Could you filter the records below and keep only the lines with the word "eyebrow"?
*** Input data ***
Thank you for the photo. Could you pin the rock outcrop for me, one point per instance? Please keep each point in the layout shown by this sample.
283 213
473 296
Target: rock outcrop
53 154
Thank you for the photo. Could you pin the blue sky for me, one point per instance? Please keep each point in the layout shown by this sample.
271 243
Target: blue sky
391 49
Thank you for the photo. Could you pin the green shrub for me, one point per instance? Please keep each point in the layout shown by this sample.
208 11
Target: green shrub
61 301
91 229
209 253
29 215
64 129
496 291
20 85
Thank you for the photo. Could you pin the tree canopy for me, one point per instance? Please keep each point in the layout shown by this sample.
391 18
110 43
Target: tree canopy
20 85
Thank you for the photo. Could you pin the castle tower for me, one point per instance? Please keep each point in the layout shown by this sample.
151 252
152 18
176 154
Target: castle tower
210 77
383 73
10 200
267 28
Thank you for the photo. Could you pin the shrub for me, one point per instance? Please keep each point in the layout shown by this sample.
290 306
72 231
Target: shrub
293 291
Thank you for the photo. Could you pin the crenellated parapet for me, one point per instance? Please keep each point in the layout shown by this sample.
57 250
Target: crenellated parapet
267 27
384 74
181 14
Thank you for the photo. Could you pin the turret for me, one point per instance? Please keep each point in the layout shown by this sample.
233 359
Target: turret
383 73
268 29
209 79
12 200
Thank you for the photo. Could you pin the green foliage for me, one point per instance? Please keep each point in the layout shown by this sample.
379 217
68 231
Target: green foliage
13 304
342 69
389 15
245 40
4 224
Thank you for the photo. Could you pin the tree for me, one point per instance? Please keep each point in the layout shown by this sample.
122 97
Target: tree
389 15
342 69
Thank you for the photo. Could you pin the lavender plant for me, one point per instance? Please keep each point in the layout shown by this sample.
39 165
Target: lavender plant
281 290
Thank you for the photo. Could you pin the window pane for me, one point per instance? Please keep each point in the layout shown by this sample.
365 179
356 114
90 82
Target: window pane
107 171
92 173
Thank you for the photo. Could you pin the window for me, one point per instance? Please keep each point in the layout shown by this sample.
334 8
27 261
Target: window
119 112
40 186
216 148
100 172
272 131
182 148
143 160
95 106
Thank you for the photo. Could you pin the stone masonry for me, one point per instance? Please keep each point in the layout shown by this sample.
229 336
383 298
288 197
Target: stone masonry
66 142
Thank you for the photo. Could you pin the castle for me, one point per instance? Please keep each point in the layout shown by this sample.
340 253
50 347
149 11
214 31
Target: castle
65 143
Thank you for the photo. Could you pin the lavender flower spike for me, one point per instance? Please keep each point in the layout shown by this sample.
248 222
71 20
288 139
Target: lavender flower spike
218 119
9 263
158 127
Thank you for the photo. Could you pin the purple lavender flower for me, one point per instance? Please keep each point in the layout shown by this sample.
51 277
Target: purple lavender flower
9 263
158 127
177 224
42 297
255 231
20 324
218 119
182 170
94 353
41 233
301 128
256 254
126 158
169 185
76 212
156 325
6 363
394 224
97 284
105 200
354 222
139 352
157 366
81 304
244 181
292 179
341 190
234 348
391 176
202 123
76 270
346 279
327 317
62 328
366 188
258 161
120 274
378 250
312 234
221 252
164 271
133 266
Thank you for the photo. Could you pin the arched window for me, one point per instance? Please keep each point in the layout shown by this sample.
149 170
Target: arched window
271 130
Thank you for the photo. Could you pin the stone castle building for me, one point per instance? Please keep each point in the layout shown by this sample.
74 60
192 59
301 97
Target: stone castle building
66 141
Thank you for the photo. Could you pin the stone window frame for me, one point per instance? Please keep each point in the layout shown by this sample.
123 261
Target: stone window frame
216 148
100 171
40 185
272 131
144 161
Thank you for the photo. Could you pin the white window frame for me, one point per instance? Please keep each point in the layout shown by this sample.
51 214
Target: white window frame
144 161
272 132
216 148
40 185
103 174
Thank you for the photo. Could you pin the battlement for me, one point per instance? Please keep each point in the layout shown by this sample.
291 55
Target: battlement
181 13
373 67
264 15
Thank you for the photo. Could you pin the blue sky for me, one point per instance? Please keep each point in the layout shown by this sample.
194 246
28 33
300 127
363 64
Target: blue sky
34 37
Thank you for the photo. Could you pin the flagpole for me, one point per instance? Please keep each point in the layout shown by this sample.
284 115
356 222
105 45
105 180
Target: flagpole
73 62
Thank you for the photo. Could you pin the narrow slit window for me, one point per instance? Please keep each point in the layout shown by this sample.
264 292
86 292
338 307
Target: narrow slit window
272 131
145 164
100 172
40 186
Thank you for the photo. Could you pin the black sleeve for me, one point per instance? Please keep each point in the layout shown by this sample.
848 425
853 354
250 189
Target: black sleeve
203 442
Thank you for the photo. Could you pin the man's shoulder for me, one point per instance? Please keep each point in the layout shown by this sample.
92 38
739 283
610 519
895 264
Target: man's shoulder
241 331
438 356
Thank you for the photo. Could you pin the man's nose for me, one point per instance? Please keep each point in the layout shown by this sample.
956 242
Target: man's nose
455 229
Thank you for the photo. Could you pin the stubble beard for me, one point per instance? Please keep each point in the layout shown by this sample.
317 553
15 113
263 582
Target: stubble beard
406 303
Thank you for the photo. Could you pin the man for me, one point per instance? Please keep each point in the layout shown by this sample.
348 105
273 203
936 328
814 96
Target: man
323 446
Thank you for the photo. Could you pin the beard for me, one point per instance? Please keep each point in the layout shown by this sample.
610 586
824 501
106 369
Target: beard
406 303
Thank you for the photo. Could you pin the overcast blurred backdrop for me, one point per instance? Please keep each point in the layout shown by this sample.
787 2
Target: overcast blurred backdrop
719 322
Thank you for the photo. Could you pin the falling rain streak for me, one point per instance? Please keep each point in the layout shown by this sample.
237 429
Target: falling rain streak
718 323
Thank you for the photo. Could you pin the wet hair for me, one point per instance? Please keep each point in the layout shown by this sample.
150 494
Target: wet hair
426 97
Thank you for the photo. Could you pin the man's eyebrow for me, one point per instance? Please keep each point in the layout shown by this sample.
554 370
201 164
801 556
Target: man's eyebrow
*** End of Input data ***
Written solution ::
Thank you for the photo. Could you pin the man's eyebrow for me, one point per instance? Please keep each point in the layout shown by this sample.
Target: man's eyebrow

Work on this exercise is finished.